Would you please repeat the data exactly as given?
⁂
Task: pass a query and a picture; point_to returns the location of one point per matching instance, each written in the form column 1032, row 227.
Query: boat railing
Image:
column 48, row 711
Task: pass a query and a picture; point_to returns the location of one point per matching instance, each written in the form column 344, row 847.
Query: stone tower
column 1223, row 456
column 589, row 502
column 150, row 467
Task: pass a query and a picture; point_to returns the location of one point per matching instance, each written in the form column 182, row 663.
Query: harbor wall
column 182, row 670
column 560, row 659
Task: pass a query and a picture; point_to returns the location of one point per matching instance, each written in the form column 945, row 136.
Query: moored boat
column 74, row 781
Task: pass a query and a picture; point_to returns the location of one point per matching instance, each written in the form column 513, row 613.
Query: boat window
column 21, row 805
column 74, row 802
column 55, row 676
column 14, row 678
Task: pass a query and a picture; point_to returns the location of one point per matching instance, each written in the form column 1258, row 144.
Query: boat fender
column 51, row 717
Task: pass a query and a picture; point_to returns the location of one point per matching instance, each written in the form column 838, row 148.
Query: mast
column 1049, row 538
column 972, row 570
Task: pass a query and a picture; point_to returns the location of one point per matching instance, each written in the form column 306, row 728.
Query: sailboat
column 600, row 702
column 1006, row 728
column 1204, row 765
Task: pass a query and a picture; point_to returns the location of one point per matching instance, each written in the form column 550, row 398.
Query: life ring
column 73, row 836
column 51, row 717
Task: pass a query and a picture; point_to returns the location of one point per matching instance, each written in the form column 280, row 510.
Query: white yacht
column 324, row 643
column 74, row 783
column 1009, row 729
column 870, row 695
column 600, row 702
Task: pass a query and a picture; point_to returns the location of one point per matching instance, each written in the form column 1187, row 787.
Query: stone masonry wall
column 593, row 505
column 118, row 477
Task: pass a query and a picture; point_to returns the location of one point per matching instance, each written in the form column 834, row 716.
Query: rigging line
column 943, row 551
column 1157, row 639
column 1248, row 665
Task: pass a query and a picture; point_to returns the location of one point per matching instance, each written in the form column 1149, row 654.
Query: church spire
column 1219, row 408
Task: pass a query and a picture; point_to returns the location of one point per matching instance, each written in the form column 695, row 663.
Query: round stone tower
⁂
## EXERCISE RESULT
Task: pass a query and a picture; point_to returns the location of one point per matching instance, each written in the form column 1032, row 227.
Query: boat railing
Image:
column 48, row 711
Task: pass a query and a picture; point_to returns the location of one point per matching instance, each written in the form column 344, row 847.
Query: stone tower
column 1223, row 456
column 589, row 502
column 150, row 467
Task: pass a query and a picture; point_to returns the location of one point per matching instance, each written in the form column 182, row 663.
Query: harbor wall
column 182, row 670
column 560, row 659
Task: pass a query and a picture; point_to returns the location of one point per matching instance, each written in the form column 945, row 136.
Query: moored boat
column 74, row 781
Task: pass a query and a picture; point_to returns the location of one point per matching instance, each written in the form column 513, row 613.
Query: boat window
column 21, row 805
column 74, row 802
column 55, row 676
column 14, row 678
Task: pass a query and a picture; point_to returns the location of one point per matching instance, each written in the form column 1258, row 144.
Query: boat fender
column 51, row 717
Task: pass a query and a picture; point_to returns the location of one point per matching instance, each written in the form column 838, row 148.
Query: mast
column 1049, row 538
column 972, row 570
Task: pass a query and a picture; point_to returns the location of one point per matching instance, each written in the form column 306, row 728.
Query: sailboat
column 600, row 702
column 1006, row 728
column 1204, row 765
Task: pass a query and a picture; point_to returns the location of one point per matching instance, each written in the form column 550, row 398.
Query: life ring
column 73, row 836
column 51, row 717
Task: pass a query and a picture; point_to returns the location of one point per matching instance, each written in the form column 280, row 510.
Query: white yacht
column 324, row 643
column 74, row 783
column 1009, row 729
column 870, row 695
column 600, row 702
Task: pass a query and a picture; point_to returns the location of one point per matching instance, each written in the form column 1187, row 787.
Query: stone masonry wall
column 593, row 505
column 118, row 477
Task: pass a query and a picture; point_to returns the location of one point per matching instance, each written in the form column 834, row 716.
Query: rigging line
column 943, row 551
column 1157, row 639
column 1248, row 665
Task: pass a query and a picture; point_to returns the location of one point per matching instance, each written in the form column 1149, row 654.
Query: church spire
column 1219, row 408
Task: pass a query and a picture; point_to returns the location of one point per matching instance, each written in the form column 695, row 663.
Query: round stone tower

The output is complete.